* WHAT IS ASKED:
[a] How would you put this sentence from the alcoholic beverages text into Spanish: "Also under state law, open or unsealed containers of alcoholic beverages may not be transported in the passenger compartment of motor vehicles."?
[b] Can you edit the part of the alcoholic beverages text that opens with the words containing "There is a potential" and closes with "the MSU Library.", putting "cabin" in place of "passenger compartment"?

* SOURCE DOCUMENT:

Alcoholic Beverages

For the ordinance regarding Alcoholic Beverages go to

State Law

Michigan Law prohibits, among other things, possession, purchase, and consumption of alcoholic beverages by persons under 21 years of age. It also prohibits the sale and furnishing of alcoholic beverages to persons under 21 years of age.

There is a potential for legal responsibility when an individual, even if unlicensed, furnishes alcoholic beverages to persons under 21 years of age. If a minor to whom the beverage was furnished subsequently has an accident attributable to the beverage, then the unlicensed furnisher may be found to be legally liable.

Also under state law, open or unsealed containers of alcoholic beverages may not be transported in the passenger compartment of motor vehicles.

Students are encouraged to become familiar with their responsibilities under the State Liquor Control Act, which may be found in the MSU Library.

East Lansing Ordinances

East Lansing ordinances prohibit the possession of any alcoholic beverage in an open container or a container with a broken seal in any public place or private area open to the public, except a licensed liquor establishment or elsewhere as provided by ordinance. Partying and tailgating on public property with alcoholic beverages is prohibited within the city’s jurisdiction.

* DATASET EXCERPT:

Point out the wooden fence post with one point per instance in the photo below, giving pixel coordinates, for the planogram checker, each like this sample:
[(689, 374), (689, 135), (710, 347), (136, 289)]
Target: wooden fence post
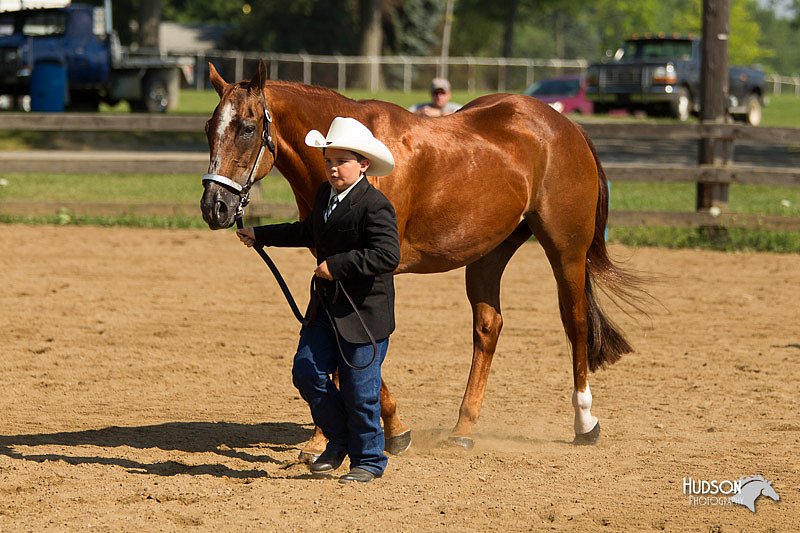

* ANSWERS TO THE EXERCISES:
[a] Además, según la ley estatal, no se pueden transportar envases abiertos o sin sellar de bebidas alcohólicas en el compartimento de pasajeros de los vehículos motorizados.

[b]
There is a potential for legal responsibility when an individual, even if unlicensed, furnishes alcoholic beverages to persons under 21 years of age. If a minor to whom the beverage was furnished subsequently has an accident attributable to the beverage, then the unlicensed furnisher may be found to be legally liable.

Also under state law, open or unsealed containers of alcoholic beverages may not be transported in the cabin of motor vehicles.

Students are encouraged to become familiar with their responsibilities under the State Liquor Control Act, which may be found in the MSU Library.